Exercise goal: Reproduce verbatim the lines beginning with the one containing "target: board and batten siding" and continuing through the one containing "100 34 L 96", including both of those lines.
[start]
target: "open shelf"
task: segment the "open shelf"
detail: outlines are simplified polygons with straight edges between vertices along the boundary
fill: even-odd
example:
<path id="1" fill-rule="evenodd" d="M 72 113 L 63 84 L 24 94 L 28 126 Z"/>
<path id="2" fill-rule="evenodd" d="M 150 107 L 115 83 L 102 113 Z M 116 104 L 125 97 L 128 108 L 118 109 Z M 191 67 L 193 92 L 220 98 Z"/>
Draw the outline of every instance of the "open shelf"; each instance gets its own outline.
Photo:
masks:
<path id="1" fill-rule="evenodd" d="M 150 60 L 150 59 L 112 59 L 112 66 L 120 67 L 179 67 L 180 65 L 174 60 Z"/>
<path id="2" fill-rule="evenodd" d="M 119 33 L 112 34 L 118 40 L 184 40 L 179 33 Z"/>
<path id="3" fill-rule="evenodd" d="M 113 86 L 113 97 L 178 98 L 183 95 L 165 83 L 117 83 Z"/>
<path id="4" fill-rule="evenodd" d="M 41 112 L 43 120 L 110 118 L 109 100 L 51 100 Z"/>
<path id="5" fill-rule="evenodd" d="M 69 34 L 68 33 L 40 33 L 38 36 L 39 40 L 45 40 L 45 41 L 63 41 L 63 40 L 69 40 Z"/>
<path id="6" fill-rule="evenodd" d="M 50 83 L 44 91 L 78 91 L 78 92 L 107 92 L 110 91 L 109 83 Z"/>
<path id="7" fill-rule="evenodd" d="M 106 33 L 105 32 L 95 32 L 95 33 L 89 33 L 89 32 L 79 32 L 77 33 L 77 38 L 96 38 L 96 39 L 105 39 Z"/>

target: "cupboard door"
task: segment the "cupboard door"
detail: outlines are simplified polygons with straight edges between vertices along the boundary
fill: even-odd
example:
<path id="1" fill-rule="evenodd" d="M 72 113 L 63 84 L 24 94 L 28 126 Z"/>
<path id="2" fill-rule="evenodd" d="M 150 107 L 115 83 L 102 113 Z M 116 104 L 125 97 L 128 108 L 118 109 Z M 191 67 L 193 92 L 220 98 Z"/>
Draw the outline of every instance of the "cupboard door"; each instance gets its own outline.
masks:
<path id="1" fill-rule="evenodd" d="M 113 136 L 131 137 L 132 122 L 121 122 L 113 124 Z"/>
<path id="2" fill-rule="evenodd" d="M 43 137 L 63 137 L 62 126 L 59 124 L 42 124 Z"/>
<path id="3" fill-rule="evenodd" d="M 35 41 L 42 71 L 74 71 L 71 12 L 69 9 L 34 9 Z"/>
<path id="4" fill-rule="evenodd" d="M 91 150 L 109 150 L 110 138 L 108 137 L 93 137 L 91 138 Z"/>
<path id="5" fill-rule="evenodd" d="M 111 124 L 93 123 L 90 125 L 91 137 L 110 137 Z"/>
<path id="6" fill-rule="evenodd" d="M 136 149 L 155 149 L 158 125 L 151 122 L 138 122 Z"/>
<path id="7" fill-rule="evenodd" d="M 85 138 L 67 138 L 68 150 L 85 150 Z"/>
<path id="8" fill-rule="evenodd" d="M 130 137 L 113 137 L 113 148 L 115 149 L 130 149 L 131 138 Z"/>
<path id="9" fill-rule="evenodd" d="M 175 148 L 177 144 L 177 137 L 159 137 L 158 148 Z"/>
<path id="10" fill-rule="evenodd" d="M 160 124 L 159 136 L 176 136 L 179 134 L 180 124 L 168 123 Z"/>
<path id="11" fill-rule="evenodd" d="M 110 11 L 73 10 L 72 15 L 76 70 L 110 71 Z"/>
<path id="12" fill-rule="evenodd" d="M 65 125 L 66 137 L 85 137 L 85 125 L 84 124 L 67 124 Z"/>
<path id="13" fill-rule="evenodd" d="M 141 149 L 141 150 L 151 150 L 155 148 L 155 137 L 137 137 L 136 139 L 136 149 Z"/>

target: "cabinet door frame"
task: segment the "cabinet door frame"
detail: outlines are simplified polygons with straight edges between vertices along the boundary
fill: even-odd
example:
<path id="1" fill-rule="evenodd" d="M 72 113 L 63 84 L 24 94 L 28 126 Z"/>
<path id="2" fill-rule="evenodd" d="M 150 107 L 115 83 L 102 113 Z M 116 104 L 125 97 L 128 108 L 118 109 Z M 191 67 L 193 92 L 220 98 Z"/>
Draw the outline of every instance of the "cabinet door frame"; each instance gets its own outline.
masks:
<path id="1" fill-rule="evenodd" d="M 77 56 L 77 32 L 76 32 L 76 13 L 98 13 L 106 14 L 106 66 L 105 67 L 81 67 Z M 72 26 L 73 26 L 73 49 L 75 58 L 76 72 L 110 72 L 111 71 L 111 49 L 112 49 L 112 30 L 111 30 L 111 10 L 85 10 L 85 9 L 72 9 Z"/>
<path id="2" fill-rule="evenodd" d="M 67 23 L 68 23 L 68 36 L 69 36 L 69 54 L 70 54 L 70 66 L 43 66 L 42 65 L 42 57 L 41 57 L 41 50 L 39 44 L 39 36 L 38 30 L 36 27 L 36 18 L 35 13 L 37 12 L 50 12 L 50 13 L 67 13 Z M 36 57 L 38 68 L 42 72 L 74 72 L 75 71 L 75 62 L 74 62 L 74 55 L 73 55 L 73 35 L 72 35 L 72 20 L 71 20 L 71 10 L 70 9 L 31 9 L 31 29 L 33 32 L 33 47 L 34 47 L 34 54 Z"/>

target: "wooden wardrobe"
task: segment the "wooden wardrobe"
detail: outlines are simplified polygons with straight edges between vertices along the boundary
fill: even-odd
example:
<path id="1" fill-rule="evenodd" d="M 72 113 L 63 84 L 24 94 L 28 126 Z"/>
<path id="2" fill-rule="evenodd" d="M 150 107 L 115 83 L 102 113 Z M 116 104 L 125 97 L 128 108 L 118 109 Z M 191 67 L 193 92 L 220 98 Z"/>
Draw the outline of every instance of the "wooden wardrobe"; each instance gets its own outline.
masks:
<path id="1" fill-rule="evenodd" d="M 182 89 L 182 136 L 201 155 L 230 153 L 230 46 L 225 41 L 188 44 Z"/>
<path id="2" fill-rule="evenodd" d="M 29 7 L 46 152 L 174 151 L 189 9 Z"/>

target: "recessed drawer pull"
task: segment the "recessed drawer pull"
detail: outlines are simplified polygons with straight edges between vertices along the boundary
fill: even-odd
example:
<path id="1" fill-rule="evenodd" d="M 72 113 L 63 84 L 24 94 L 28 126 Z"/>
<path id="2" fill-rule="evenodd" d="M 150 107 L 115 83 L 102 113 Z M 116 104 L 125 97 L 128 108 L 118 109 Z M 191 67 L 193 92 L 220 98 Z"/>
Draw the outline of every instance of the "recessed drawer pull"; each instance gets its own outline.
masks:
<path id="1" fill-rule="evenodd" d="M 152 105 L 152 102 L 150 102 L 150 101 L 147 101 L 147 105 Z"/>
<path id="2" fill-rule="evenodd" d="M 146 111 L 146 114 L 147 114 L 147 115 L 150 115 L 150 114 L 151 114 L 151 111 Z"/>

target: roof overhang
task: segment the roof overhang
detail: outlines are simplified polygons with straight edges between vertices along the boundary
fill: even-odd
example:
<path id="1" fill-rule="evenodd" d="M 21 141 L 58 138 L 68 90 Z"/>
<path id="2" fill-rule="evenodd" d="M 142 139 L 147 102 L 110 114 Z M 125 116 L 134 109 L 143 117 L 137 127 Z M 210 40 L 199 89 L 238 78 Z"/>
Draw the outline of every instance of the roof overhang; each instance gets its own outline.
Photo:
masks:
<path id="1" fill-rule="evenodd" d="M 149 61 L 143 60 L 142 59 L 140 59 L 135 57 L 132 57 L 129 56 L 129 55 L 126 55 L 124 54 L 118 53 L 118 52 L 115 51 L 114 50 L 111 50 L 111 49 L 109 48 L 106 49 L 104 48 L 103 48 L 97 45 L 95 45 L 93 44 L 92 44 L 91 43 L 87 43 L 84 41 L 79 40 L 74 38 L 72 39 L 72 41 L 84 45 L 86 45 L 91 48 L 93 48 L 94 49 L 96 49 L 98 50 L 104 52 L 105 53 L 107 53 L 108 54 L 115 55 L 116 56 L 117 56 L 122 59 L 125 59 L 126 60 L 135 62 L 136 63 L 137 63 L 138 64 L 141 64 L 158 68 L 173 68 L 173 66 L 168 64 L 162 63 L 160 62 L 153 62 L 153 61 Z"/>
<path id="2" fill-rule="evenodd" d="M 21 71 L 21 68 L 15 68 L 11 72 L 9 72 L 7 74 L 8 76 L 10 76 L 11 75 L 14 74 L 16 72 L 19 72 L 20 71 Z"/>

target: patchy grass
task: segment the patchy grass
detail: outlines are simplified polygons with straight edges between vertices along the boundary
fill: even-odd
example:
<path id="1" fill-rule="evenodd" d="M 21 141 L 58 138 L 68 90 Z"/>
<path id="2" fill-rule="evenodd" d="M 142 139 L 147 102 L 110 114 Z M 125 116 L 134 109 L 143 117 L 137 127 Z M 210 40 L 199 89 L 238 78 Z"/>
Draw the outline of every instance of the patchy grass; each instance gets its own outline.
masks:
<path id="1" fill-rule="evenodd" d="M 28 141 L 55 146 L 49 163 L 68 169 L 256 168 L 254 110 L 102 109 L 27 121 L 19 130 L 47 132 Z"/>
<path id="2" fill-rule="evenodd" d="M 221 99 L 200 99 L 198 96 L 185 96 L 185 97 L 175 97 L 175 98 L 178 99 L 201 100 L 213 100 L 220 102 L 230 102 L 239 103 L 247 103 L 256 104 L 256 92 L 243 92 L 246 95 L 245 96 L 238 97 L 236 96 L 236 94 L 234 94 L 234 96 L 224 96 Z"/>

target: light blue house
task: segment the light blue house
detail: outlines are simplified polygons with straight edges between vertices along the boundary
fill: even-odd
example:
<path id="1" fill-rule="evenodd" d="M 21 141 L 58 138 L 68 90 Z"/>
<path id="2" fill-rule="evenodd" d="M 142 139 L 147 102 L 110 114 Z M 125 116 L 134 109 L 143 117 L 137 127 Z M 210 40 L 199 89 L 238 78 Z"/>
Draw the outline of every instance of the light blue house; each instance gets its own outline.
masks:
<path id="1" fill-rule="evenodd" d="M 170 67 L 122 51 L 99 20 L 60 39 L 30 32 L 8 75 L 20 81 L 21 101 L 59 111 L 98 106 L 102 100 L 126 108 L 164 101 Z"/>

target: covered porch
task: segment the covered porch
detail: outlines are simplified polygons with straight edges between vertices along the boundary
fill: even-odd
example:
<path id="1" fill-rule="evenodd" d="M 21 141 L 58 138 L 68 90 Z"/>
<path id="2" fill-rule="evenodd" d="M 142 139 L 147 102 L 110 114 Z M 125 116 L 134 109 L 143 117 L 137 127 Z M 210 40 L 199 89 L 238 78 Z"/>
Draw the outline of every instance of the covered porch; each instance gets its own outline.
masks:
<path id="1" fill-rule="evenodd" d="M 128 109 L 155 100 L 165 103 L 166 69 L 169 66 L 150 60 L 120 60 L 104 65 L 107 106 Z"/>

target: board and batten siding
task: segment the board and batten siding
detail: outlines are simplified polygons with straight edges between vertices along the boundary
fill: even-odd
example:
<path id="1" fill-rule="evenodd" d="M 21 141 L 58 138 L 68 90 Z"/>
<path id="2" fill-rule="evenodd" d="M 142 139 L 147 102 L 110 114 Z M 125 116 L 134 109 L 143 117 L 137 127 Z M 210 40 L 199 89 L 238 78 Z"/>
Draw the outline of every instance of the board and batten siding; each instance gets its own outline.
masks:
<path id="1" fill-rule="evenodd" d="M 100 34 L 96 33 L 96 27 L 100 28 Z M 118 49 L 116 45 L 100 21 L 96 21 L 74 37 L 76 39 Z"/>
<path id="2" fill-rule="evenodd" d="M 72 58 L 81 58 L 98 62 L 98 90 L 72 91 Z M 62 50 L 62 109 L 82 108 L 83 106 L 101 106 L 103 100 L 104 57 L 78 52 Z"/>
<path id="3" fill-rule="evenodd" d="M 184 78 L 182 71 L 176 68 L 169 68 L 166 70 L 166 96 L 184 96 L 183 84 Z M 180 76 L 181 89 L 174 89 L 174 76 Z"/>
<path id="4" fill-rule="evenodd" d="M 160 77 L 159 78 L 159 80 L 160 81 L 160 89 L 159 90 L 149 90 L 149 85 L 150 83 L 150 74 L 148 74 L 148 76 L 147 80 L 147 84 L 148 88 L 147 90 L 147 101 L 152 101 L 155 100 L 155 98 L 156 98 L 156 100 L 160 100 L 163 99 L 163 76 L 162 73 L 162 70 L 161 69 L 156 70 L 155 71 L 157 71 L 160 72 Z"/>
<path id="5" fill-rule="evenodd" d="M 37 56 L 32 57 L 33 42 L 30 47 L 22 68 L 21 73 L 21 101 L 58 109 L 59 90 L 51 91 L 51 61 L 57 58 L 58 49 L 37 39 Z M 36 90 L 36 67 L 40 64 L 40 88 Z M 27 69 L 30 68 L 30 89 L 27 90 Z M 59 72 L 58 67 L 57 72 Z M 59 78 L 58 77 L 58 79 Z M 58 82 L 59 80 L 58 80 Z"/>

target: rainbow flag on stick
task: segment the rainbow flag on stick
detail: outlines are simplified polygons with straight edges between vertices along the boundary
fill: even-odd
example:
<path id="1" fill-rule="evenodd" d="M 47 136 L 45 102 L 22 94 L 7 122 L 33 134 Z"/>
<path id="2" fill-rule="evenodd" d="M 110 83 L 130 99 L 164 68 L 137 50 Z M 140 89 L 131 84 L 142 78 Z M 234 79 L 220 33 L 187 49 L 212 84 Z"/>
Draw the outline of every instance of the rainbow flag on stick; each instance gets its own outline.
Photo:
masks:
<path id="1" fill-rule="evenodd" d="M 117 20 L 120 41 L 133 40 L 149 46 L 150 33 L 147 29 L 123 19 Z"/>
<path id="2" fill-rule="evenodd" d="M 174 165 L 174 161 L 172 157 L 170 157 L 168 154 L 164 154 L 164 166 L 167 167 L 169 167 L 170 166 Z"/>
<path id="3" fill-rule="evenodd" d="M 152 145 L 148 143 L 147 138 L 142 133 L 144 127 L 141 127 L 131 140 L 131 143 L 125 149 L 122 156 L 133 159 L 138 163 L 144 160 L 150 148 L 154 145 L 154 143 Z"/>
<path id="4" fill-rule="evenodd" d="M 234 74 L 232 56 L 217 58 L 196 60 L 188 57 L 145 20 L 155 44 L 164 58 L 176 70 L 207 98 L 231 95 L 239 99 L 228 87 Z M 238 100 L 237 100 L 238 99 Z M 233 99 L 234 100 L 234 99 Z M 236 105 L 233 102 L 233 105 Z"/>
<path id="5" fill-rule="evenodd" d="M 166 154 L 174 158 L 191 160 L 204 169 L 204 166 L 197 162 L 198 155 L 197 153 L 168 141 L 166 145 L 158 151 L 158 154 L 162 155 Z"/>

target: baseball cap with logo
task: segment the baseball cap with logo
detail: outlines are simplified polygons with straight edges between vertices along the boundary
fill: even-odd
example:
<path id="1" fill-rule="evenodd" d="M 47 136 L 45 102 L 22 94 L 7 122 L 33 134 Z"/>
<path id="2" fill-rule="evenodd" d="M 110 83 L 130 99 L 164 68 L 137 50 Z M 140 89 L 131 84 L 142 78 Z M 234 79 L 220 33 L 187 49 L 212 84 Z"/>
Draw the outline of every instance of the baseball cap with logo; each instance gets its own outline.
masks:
[end]
Response to the exercise:
target: board and batten siding
task: segment the board and batten siding
detail: outlines are simplified polygons with straight edges between vertices along the boundary
fill: even-odd
example:
<path id="1" fill-rule="evenodd" d="M 21 141 L 58 138 L 68 90 Z"/>
<path id="2" fill-rule="evenodd" d="M 142 139 L 147 102 L 110 114 Z M 125 116 L 134 109 L 143 117 L 137 127 Z M 210 40 L 199 89 L 238 78 Z"/>
Draw the outline of every instance of the board and batten siding; each instance gets its own outline.
masks:
<path id="1" fill-rule="evenodd" d="M 100 34 L 96 33 L 96 27 L 100 28 Z M 118 49 L 116 45 L 100 21 L 96 21 L 74 37 L 76 39 Z"/>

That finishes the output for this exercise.